*DIRECTIONS FOR THIS TASK*: Carry on the PFM - RM for Platform troubleshooting guide below from its last line.

*PASSAGE PROVIDED*:
○ ○ ○ ○ ○ ○ ○
Hitachi

Job Management Partner 1 Version 10 Job Management Partner 1/Performance Management - Remote Monitor for Platform Description, User's Guide and Reference


9.2.5 Troubleshooting problems with collection and management of performance data

This subsection describes how to handle problems that are related to collection and management of Performance Management performance data.

Organization of this subsection

(1) The size of the PFM - RM for Platform's Store database is not reduced even though the data retention period was shortened

If the Store database has reached its maximum size but shortening the data retention period does not reduce the file size, you need to shorten the retention period, back up the Store database, and then restore the database.

For details about how to specify the data retention period, see the chapter that describes management of operation monitoring data in the Job Management Partner 1/Performance Management User's Guide. For details about how to back up and restore the Store database, see the chapter that describes backup and restore processing in the Job Management Partner 1/Performance Management User's Guide.

(2) The message "Illegal data was detected in the Store database" is output to the common message log

An inconsistency might have occurred in the Store database due to an unexpected service stop or machine shutdown. Take one of the following actions:

(3) PFM - RM for Platform was started, but no performance data is being collected

If the Status field value in the PD record is ERROR, take appropriate action based on the Reason field value.

The following describes the items to be checked for each Reason field value.

(a) Connection failed: Connection to the monitored host failed.

When the monitored host is running Windows
  • Is the monitored host running?

  • Is the WMI service running on the monitored host?

  • Were the settings for the following specified correctly when the monitoring target was set up?#1

    [Figure] TargetHost

  • Can the name be resolved by the host name (TargetHost) that was specified when the monitoring target was set up?

  • Were the following WMI connection setup procedures performed correctly?

    [Figure] DCOM setting at the PFM - RM host

    [Figure] WMI namespace setting at the monitored host

    [Figure] Firewall setting at the monitored host

  • If there is a firewall between PFM - RM for Platform and the monitoring target, is the firewall passage port set appropriately?

When the monitored host is running UNIX
  • Is the monitored host running?

  • Is the SSH service running on the monitored host?

  • Were the following settings specified correctly when the monitored host was set up?#1

    [Figure] Target Host

    [Figure] UseCommonAccount#2

    [Figure] User#3

    [Figure] Private_Key_File#3

    [Figure]Port

  • Can the name be resolved by the host name (TargetHost) that was specified when the monitoring target was set up?

  • Were the settings for the following items specified correctly when the instance environment was set up?#4 (This applies only when the PFM - RM host is running Windows.)

    [Figure]SSH_Client

    [Figure]Perl_Module

  • Was the SSH connection setup procedure performed correctly?
○ ○ ○ ○ ○ ○ ○
*DATA SECTION*:
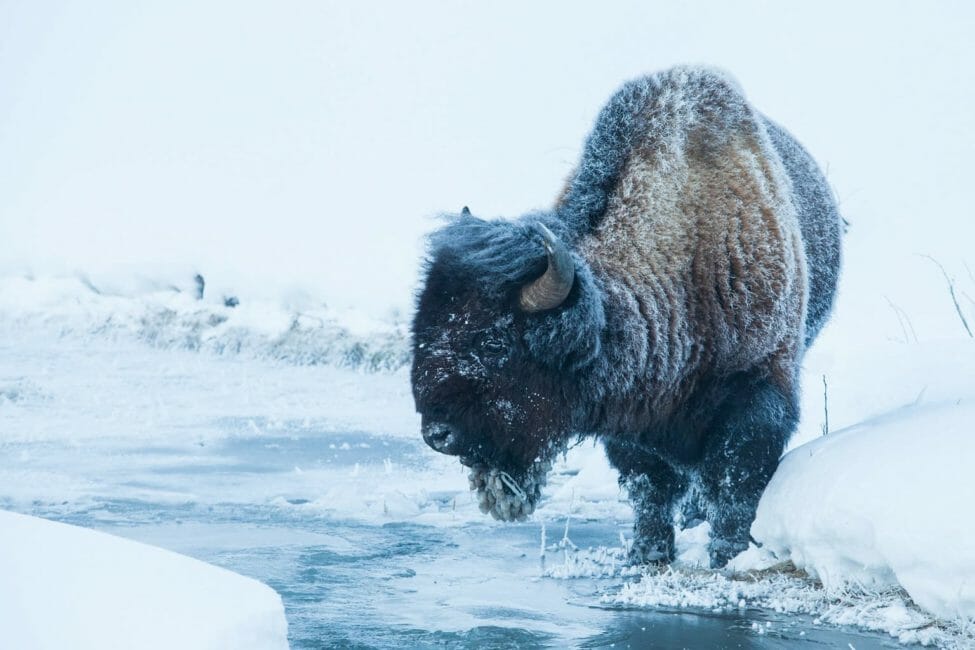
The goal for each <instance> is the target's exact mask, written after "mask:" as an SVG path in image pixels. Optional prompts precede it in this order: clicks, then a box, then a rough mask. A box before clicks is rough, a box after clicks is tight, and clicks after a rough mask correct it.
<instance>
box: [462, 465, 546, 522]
mask: <svg viewBox="0 0 975 650" xmlns="http://www.w3.org/2000/svg"><path fill="white" fill-rule="evenodd" d="M551 468H552V461H551V460H536V461H535V462H534V463H532V464H531V465H530V466H529V467H528V469H527V470H526V471H524V472H521V473H520V474H518V475H517V476H512V475H511V474H509V473H508V472H505V471H503V470H500V469H497V468H496V467H488V466H487V465H483V464H480V463H474V464H473V465H471V473H470V475H469V477H468V478H469V479H470V485H471V490H474V491H476V492H477V503H478V507H480V509H481V512H483V513H485V514H488V513H490V514H491V516H492V517H494V518H495V519H499V520H501V521H524V520H525V519H526V518H527V517H528V515H530V514H531V513H533V512H534V511H535V505H536V504H537V503H538V499H539V497H540V496H541V492H542V487H543V486H544V485H545V480H546V477H547V476H548V472H549V470H550V469H551Z"/></svg>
○ ○ ○ ○ ○ ○ ○
*TASK OUTPUT*:
  • If there is a firewall between PFM - RM for Platform and the monitoring target, is the firewall passage port set appropriately?

#1

To check the items that have been set up, execute the jpcconf target setup command. If you are using common account information, execute the jpcconf acc display command to check the setting items. Alternatively, in PFM - Web Console, from the Remote Monitor Collector service of PFM - RM for Platform, view the Remote Monitor Configuration property to check the settings.

#2

This item is displayed when both the version of PFM - RM for Platform and the version of the prerequisite program (PFM - Manager or PFM - Base) in the same device as PFM - RM for Platform are 10-50 or later.

#3

If you are using common account information, the values of User and Private_Key_File are the respective values that are specified in User and Private_Key_File in common account information (ssh).

#4

To check the items that have been set up, execute the jpcconf inst setup command. Alternatively, in PFM - Web Console, from the Remote Monitor Collector service of PFM - RM for Platform, view the Remote Monitor Configuration property to check the settings.

(b) Authorization failed: Authorization of the monitored host failed.

The items to be checked in Windows are described below. This error is not applicable to UNIX.

When the monitored host is running Windows
  • Were the following settings specified correctly when the monitoring target was set up?#1

    [Figure]UseCommonAccount#2

    [Figure] User#3

    [Figure] Password#3

    [Figure] Domain#3

  • Were the following WMI connection setup procedures performed correctly?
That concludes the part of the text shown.